WHAT NEEDS TO BE DONE - In the text below about utility meters, which non-transmitting digital meter is given as an example?

DOCUMENT PASSAGE -
:::::
This information was forwarded to me by a Siskiyou County resident:
Recently a friend told me she called Pacific Power and spoke to a PP representative named Kristy [the ‘Metering Manager’ — Admin22] who told her that, “analog meters are on their way out.” This is not what Kristy told me when I called; she said “we will only replace your analog meter if there are safety concerns regarding meter readers (such as difficult access or dogs) and that they would notify the customer first.”
She also told my friend that, “there is no opting out on the non-transmitting meters.” She didn’t tell me this. Pacific Power’s responses seem to change from caller to caller. In the film, Take Back Your Power, they spoke about the problem with the switched mode power supply, which creates dirty electricity throughout your home, and apparently even the non-transmitting meters have this feature [switched mode power supply] built into them also. Please see this post from:
What about ‘digital’ meters that don’t contain radio transmitters? Utilities, in responding to a medical complaint, sometimes offer to install a “non-transmitting digital meter” such as the Centron meter by Itron. Don’t be fooled. There is a reason the utility is offering you this instead of the safe and time-tested analog meter. These digital meters are just another kind of ‘smart meter’. They can make you sick too because of the ‘switched mode power supply’ they contain, and they also invade your privacy. The only difference is your data may be downloaded monthly by a meter reader using the optical port on the face of the meter.
:::::
INFORMATION SHOWN -

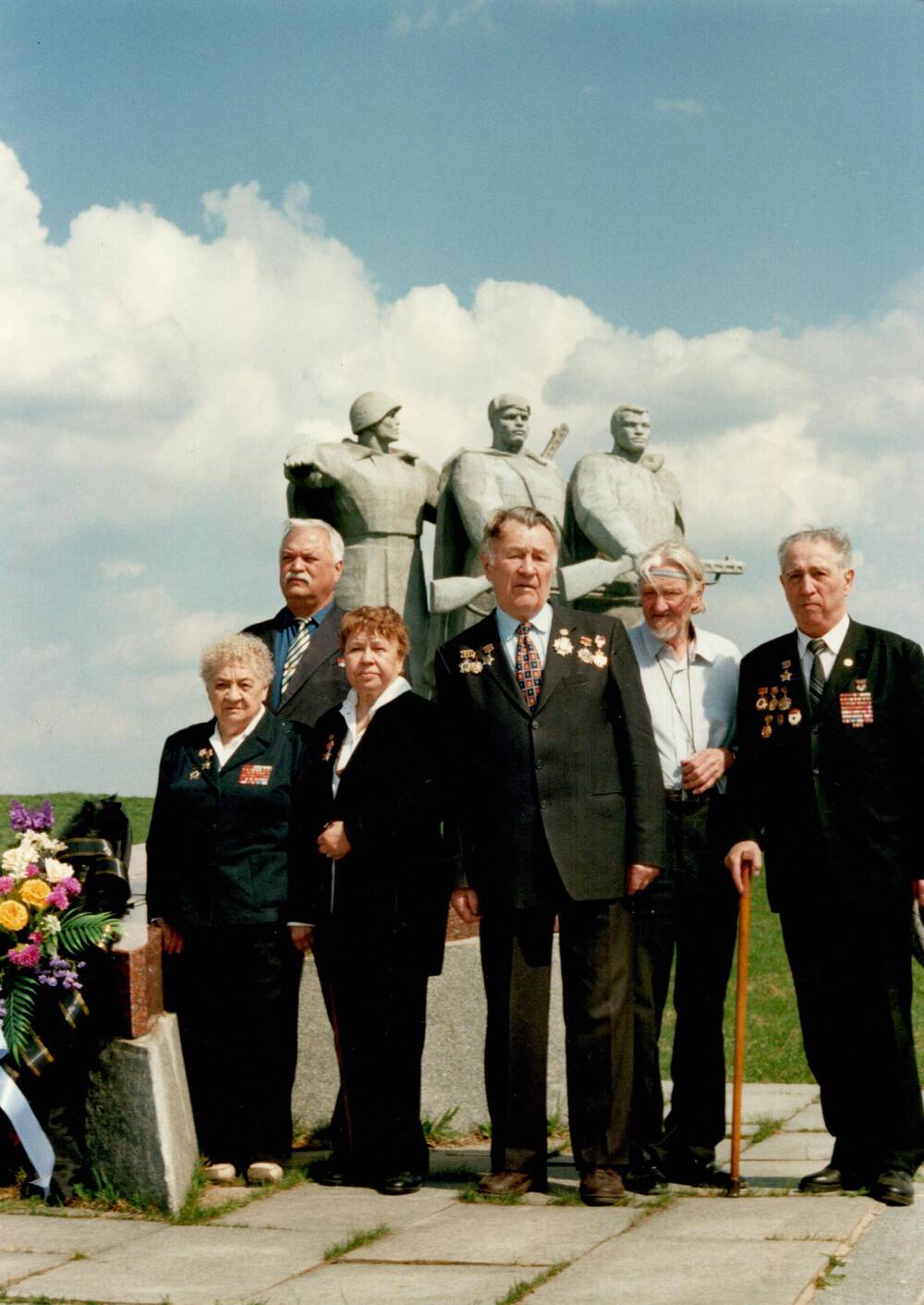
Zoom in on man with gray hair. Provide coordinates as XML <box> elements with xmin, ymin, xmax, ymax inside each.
<box><xmin>725</xmin><ymin>527</ymin><xmax>924</xmax><ymax>1206</ymax></box>
<box><xmin>246</xmin><ymin>517</ymin><xmax>348</xmax><ymax>726</ymax></box>
<box><xmin>624</xmin><ymin>542</ymin><xmax>740</xmax><ymax>1193</ymax></box>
:::::
SOLUTION - The Centron meter by Itron.